AIM OF THE EXERCISE =>
In the data below, locate each line with the word "order" and list it.

DATA SHOWN =>
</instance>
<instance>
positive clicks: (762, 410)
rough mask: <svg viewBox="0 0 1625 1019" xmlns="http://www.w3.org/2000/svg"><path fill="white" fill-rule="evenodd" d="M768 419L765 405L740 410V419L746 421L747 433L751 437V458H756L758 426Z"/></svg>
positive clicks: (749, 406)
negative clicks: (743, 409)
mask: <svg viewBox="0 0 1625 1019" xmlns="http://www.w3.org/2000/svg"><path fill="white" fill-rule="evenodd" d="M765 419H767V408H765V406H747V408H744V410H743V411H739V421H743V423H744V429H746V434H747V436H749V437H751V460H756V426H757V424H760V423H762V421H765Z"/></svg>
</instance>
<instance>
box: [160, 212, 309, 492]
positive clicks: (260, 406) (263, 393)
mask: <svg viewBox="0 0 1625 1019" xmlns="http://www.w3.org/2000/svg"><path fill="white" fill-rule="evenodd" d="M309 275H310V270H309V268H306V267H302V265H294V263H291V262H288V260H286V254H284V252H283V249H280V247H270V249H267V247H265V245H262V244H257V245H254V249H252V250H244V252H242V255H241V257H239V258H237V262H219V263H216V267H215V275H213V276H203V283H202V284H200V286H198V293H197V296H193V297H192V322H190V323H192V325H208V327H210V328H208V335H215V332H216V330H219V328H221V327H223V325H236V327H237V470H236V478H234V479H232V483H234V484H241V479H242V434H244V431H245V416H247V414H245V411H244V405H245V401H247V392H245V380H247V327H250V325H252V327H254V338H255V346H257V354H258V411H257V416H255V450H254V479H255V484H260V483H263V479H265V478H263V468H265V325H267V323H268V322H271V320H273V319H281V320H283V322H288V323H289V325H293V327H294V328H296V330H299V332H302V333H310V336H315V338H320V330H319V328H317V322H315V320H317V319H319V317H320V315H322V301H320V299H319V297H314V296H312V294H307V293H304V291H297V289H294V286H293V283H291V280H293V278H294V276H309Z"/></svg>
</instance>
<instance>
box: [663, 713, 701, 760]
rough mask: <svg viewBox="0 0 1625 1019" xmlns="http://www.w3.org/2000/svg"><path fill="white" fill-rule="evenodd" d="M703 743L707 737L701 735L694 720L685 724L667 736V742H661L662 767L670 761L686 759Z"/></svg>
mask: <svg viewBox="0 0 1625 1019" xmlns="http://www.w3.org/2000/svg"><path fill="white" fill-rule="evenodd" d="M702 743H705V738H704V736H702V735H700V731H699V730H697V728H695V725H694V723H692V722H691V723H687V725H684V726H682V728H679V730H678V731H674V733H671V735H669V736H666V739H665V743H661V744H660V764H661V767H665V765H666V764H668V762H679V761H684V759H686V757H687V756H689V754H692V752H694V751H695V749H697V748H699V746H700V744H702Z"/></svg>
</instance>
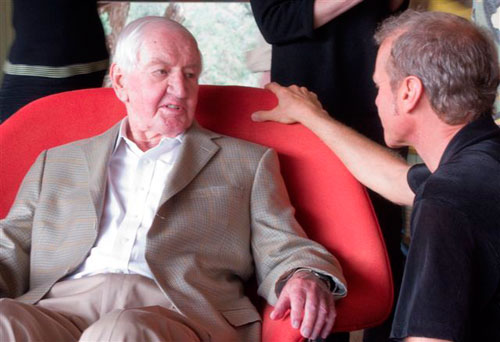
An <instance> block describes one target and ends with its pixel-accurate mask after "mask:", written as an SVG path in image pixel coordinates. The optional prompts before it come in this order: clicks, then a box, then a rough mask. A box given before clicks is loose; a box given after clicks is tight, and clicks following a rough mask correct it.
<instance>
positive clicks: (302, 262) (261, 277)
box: [250, 150, 346, 305]
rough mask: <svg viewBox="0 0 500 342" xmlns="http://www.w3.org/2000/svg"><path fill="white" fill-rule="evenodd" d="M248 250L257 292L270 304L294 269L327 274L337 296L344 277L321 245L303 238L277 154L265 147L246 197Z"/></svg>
mask: <svg viewBox="0 0 500 342" xmlns="http://www.w3.org/2000/svg"><path fill="white" fill-rule="evenodd" d="M250 209H251V225H252V239H251V244H252V252H253V257H254V261H255V269H256V275H257V281H258V283H259V288H258V293H259V295H260V296H262V297H264V298H266V300H267V301H268V302H269V303H270V304H272V305H273V304H274V303H275V302H276V300H277V292H278V291H279V287H280V286H281V285H282V284H280V283H281V282H282V281H283V279H286V277H287V276H288V275H289V274H290V272H292V271H294V270H296V269H298V268H307V269H310V270H313V271H316V272H319V273H321V274H324V275H327V276H329V277H331V279H332V280H333V281H334V282H335V285H336V286H337V289H338V291H337V292H336V294H337V295H338V296H339V297H341V296H345V294H346V286H345V279H344V276H343V274H342V268H341V267H340V264H339V262H338V261H337V259H336V258H335V257H334V256H333V255H332V254H330V253H329V252H328V251H327V250H326V249H325V248H324V247H323V246H321V245H320V244H318V243H316V242H314V241H312V240H310V239H308V238H307V236H306V234H305V233H304V231H303V230H302V228H301V227H300V225H299V223H298V222H297V221H296V220H295V217H294V212H295V210H294V208H293V207H292V205H291V203H290V200H289V198H288V194H287V192H286V188H285V184H284V182H283V179H282V177H281V174H280V170H279V163H278V157H277V155H276V152H274V151H273V150H267V151H266V152H265V153H264V155H263V157H262V159H261V160H260V162H259V165H258V167H257V171H256V174H255V179H254V183H253V187H252V191H251V200H250Z"/></svg>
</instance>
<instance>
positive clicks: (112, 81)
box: [109, 63, 128, 103]
mask: <svg viewBox="0 0 500 342" xmlns="http://www.w3.org/2000/svg"><path fill="white" fill-rule="evenodd" d="M109 77H110V79H111V84H112V85H113V89H114V90H115V93H116V96H117V97H118V98H119V99H120V101H122V102H123V103H125V102H127V101H128V94H127V89H126V87H125V86H124V73H123V70H122V68H120V67H119V66H118V65H117V64H116V63H113V64H111V67H110V68H109Z"/></svg>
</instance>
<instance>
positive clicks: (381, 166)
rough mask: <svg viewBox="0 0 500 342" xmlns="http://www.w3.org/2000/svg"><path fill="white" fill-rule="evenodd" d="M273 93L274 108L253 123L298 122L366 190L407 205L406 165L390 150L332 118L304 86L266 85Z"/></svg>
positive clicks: (287, 122)
mask: <svg viewBox="0 0 500 342" xmlns="http://www.w3.org/2000/svg"><path fill="white" fill-rule="evenodd" d="M266 88H267V89H269V90H271V91H272V92H274V93H275V94H276V96H277V97H278V100H279V104H278V106H277V107H275V108H274V109H272V110H270V111H261V112H256V113H254V114H253V116H252V118H253V120H255V121H266V120H272V121H277V122H281V123H286V124H291V123H296V122H300V123H302V124H303V125H304V126H306V127H307V128H309V129H310V130H311V131H312V132H313V133H314V134H316V135H317V136H318V137H319V138H320V139H321V140H322V141H323V142H324V143H325V144H326V145H327V146H328V147H329V148H330V149H331V150H332V151H333V152H334V153H335V154H336V155H337V156H338V157H339V158H340V160H342V162H343V163H344V164H345V166H346V167H347V168H348V169H349V171H350V172H351V173H352V174H353V175H354V177H356V179H358V180H359V181H360V182H361V183H362V184H364V185H365V186H366V187H368V188H370V189H372V190H373V191H375V192H377V193H379V194H380V195H382V196H384V197H385V198H387V199H389V200H390V201H393V202H395V203H398V204H406V205H411V204H412V203H413V198H414V194H413V192H412V191H411V189H410V187H409V185H408V182H407V180H406V175H407V173H408V170H409V165H408V164H407V163H406V161H404V160H403V159H401V158H400V157H399V156H397V155H396V154H394V153H393V152H392V151H390V150H388V149H387V148H384V147H382V146H380V145H378V144H377V143H375V142H373V141H371V140H370V139H368V138H366V137H365V136H363V135H361V134H359V133H357V132H356V131H354V130H353V129H351V128H349V127H347V126H345V125H343V124H341V123H340V122H338V121H336V120H334V119H332V118H331V117H330V116H329V115H328V113H327V112H326V111H324V110H323V108H322V106H321V104H320V103H319V101H318V99H317V97H316V95H315V94H314V93H311V92H309V91H308V90H307V89H306V88H304V87H301V88H299V87H297V86H291V87H288V88H285V87H281V86H280V85H278V84H276V83H270V84H268V85H267V86H266Z"/></svg>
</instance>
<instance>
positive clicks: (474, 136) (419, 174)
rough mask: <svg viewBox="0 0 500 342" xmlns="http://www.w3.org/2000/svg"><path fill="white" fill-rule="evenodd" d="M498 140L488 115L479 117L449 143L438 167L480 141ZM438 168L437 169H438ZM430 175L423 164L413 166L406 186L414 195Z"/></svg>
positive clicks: (479, 141)
mask: <svg viewBox="0 0 500 342" xmlns="http://www.w3.org/2000/svg"><path fill="white" fill-rule="evenodd" d="M495 136H497V137H499V138H500V129H499V128H498V126H497V125H496V123H495V121H493V118H492V117H491V116H489V115H485V116H482V117H480V118H479V119H477V120H474V121H472V122H471V123H469V124H467V125H465V126H464V127H463V128H462V129H461V130H460V131H459V132H458V133H457V134H456V135H455V136H454V137H453V138H452V139H451V141H450V142H449V144H448V146H446V149H445V150H444V153H443V155H442V156H441V160H440V161H439V166H441V165H443V164H445V163H447V162H448V161H449V160H450V159H452V158H453V156H455V155H456V154H457V153H459V152H460V151H461V150H463V149H464V148H466V147H468V146H470V145H474V144H477V143H479V142H480V141H483V140H486V139H491V138H492V137H495ZM439 166H438V169H439ZM431 174H432V173H431V172H430V171H429V169H428V168H427V166H426V165H425V164H416V165H413V166H412V167H411V168H410V170H409V171H408V174H407V180H408V184H409V185H410V188H411V189H412V190H413V192H414V193H416V192H417V191H418V188H419V187H420V186H422V185H423V184H424V183H425V182H426V181H427V178H429V176H430V175H431Z"/></svg>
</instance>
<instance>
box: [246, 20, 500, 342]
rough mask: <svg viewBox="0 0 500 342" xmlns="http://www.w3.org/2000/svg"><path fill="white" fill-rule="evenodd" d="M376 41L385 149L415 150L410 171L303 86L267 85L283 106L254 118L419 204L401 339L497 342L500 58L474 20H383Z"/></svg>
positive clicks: (400, 336)
mask: <svg viewBox="0 0 500 342" xmlns="http://www.w3.org/2000/svg"><path fill="white" fill-rule="evenodd" d="M376 40H377V41H378V43H379V44H380V48H379V52H378V56H377V60H376V67H375V72H374V75H373V80H374V82H375V84H376V86H377V87H378V96H377V99H376V105H377V107H378V111H379V116H380V118H381V121H382V124H383V127H384V136H385V141H386V143H387V144H388V145H389V146H391V147H398V146H407V145H411V146H414V147H415V148H416V150H417V152H418V153H419V155H420V156H421V157H422V159H423V161H424V162H425V165H424V164H422V165H417V166H414V167H412V168H410V167H409V166H408V165H407V164H406V163H405V162H404V161H403V160H401V159H398V158H397V157H395V156H394V155H392V154H391V153H389V152H388V151H387V150H385V149H384V148H382V147H381V146H379V145H376V144H375V143H373V142H371V141H370V140H368V139H366V138H364V137H363V136H361V135H360V134H358V133H356V132H354V131H353V130H351V129H349V128H347V127H345V126H343V125H342V124H340V123H338V122H337V121H335V120H333V119H331V118H330V117H329V116H328V114H327V113H326V112H325V111H324V110H323V109H322V107H321V104H320V103H319V102H318V100H317V97H316V96H315V94H313V93H310V92H309V91H308V90H307V89H305V88H298V87H295V86H292V87H290V88H283V87H280V86H278V85H276V84H271V85H269V89H271V90H272V91H274V92H275V93H276V94H277V96H278V98H279V106H278V107H276V108H275V109H274V110H272V111H268V112H258V113H255V114H254V120H256V121H262V120H276V121H280V122H283V123H293V122H301V123H302V124H304V125H305V126H307V127H308V128H310V129H311V130H312V131H313V132H315V133H316V134H317V135H318V136H319V137H320V138H321V139H322V140H323V141H324V142H325V143H326V144H327V145H328V146H329V147H330V148H331V149H332V150H333V151H334V152H335V154H337V156H339V157H340V158H341V159H342V160H343V161H344V163H345V164H346V166H347V167H348V168H349V169H350V170H351V171H352V173H353V174H354V175H355V176H356V177H357V178H358V179H359V180H360V181H361V182H363V183H364V184H366V185H367V186H368V187H370V188H372V189H374V190H375V191H377V192H378V193H380V194H382V195H383V196H385V197H387V198H388V199H390V200H392V201H394V202H397V203H405V204H411V203H412V202H413V205H414V210H413V213H412V218H411V232H412V242H411V246H410V251H409V254H408V259H407V263H406V268H405V274H404V278H403V284H402V289H401V294H400V296H399V300H398V304H397V309H396V314H395V318H394V321H393V326H392V333H391V335H392V338H393V339H394V340H396V341H406V342H424V341H426V342H427V341H455V342H475V341H500V325H499V322H500V254H499V250H500V205H499V203H500V129H499V128H498V127H497V126H496V125H495V123H494V121H493V119H492V117H491V114H492V106H493V102H494V100H495V93H496V88H497V86H498V84H499V67H498V63H497V55H496V50H495V48H494V46H493V44H492V42H491V41H490V39H489V38H488V37H487V36H486V35H485V34H484V33H483V32H481V31H480V30H479V29H478V28H477V27H475V26H474V25H473V24H471V23H469V22H468V21H467V20H465V19H462V18H459V17H457V16H454V15H451V14H445V13H438V12H434V13H431V12H427V13H419V12H414V11H407V12H405V13H403V14H402V15H401V16H399V17H393V18H391V19H388V20H387V21H385V22H384V24H383V25H382V26H381V28H380V29H379V31H378V33H377V34H376Z"/></svg>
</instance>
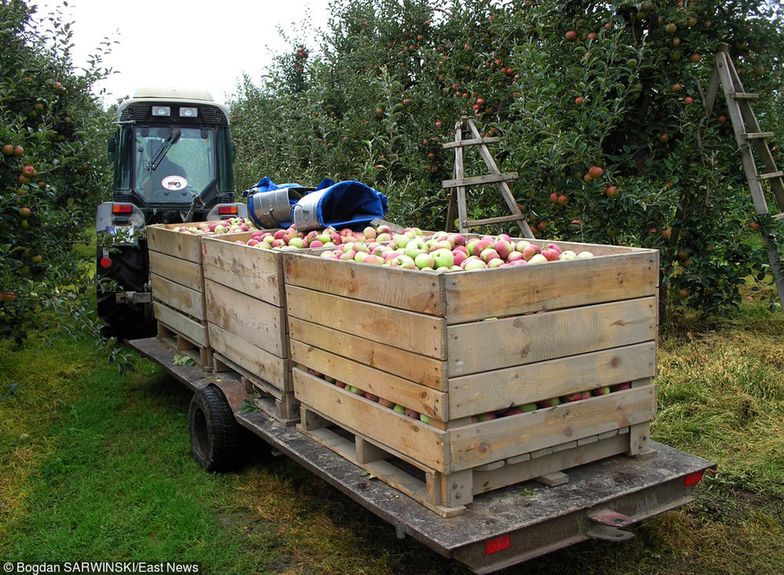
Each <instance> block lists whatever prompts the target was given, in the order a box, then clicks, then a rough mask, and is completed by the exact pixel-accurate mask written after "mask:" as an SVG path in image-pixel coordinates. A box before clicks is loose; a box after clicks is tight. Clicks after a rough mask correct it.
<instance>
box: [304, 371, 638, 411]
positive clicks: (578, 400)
mask: <svg viewBox="0 0 784 575" xmlns="http://www.w3.org/2000/svg"><path fill="white" fill-rule="evenodd" d="M307 371H308V373H309V374H311V375H313V376H315V377H319V378H321V379H323V380H324V381H326V382H328V383H332V384H334V385H335V386H337V387H339V388H341V389H345V390H346V391H348V392H350V393H354V394H356V395H361V396H362V397H364V398H365V399H368V400H370V401H373V402H376V403H378V404H379V405H381V406H383V407H386V408H388V409H391V410H392V411H394V412H395V413H399V414H400V415H405V416H407V417H410V418H411V419H418V420H419V421H421V422H422V423H430V416H428V415H426V414H424V413H419V412H418V411H415V410H413V409H409V408H408V407H403V406H402V405H400V404H397V403H394V402H392V401H389V400H387V399H384V398H383V397H379V396H377V395H375V394H373V393H370V392H369V391H363V390H361V389H360V388H358V387H356V386H353V385H350V384H347V383H346V382H344V381H340V380H338V379H335V378H334V377H330V376H328V375H325V374H323V373H321V372H318V371H316V370H314V369H310V368H308V369H307ZM631 387H632V383H631V382H630V381H627V382H625V383H618V384H616V385H612V386H608V385H605V386H604V387H597V388H595V389H592V390H590V391H583V392H579V393H573V394H570V395H565V396H563V397H553V398H550V399H545V400H544V401H538V402H536V403H526V404H524V405H516V406H513V407H510V408H506V409H501V410H499V411H488V412H487V413H481V414H479V415H474V416H472V417H471V422H472V423H478V422H481V421H490V420H491V419H498V418H500V417H508V416H510V415H518V414H520V413H530V412H532V411H536V410H537V409H546V408H548V407H555V406H557V405H561V404H562V403H571V402H572V401H580V400H582V399H590V398H591V397H596V396H599V395H607V394H608V393H613V392H616V391H623V390H625V389H631Z"/></svg>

SOLUTION TO THE EXERCISE =>
An <instance> block describes one target and ends with its pixel-accurate mask after "mask:", written as an SVG path in image pixel coordinates. The optional prompts before it come in this order: clicks, then a box, then a rough mask. A box given before clicks is loose; a box given after clicks is tight, and clicks following a rough mask correct it.
Each <instance> block lists whatever prompts the target was given, in the order a box, then clicks, then a rough mask, and is completed by the exact pixel-accurate mask written after "mask:" as an SVG path in image-pixel coordinates. A box before clicks is loose; a box after clicks is tight. Clicks after a rough mask correct it.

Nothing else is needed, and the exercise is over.